**Consignes**
1. Recopiez fidèlement le passage de l'article sur la MC20 Cielo, de "Aujourd’hui, je me" à "navette en tramway.".
2. D'après l'article sur la MC20 Cielo, quelle ligne de tramway est empruntée les jours ouvrés ?

**Passage cité**
■ ■ ■

Publicité
Publicité
Analyse - 26/01/2023 - #Audi , #Bmw , #Ferrari , #Honda , #Lamborghini , #Maserati , #Porsche , #Fiat

Why MC ?

Par Jean-Philippe Thery

Why MC ?
La MC20 Cielo. Une si belle GT… pourquoi ? (Crédit : Maserati)

Aujourd’hui, je me pose des questions existentielles dans un tram berlinois, à propos d’une belle Italienne en tenue légère au soleil.

Ça fait trois semaines que je navette en tramway.

Les jours ouvrés, j’emprunte la ligne M10, direction Hauptbanhof le matin et retour vers Warschauer Strasse le soir. J’en connais certains qui, me fréquentant depuis le siècle dernier, vont bien se marrer en me visualisant à bord d’un véhicule sur rail opéré par la Berliner Verkehrsbetriebe (la fameuse BVG, Société de Transport Berlinoise). Ceux-là ne manqueront pas de me rappeler ce que je disais alors des transports en commun, quand je me la pétais en Clio S toute neuve au tarif collaborateur : que c’était très bien… mais pour les autres.

■ ■ ■

**Extraits de données**
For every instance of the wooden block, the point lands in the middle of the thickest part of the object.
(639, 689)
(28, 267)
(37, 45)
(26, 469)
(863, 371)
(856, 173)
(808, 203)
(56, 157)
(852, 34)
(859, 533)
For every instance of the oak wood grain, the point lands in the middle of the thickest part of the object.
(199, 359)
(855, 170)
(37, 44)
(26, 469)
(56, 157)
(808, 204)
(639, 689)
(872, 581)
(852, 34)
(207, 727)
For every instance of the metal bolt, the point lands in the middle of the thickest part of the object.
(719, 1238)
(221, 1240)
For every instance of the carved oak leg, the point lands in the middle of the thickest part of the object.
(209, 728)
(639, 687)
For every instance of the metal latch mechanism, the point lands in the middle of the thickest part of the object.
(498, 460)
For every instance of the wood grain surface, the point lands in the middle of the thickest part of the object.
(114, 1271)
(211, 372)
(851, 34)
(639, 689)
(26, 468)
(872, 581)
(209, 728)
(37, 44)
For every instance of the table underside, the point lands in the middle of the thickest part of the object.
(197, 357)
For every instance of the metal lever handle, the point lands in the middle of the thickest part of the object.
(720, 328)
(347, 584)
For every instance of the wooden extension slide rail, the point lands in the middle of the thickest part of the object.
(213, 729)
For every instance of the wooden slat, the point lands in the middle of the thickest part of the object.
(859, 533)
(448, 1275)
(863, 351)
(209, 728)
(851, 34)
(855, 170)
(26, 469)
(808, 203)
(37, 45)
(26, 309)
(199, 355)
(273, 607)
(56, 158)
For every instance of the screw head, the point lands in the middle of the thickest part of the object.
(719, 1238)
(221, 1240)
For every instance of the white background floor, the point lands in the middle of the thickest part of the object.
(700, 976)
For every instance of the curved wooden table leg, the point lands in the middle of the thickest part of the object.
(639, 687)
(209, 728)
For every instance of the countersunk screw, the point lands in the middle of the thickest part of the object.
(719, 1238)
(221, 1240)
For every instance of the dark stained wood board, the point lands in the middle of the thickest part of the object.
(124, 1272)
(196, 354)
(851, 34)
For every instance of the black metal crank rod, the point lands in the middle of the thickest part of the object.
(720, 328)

■ ■ ■

**Réponses par consigne**
1.
Aujourd’hui, je me pose des questions existentielles dans un tram berlinois, à propos d’une belle Italienne en tenue légère au soleil.

Ça fait trois semaines que je navette en tramway.

2. La ligne M10.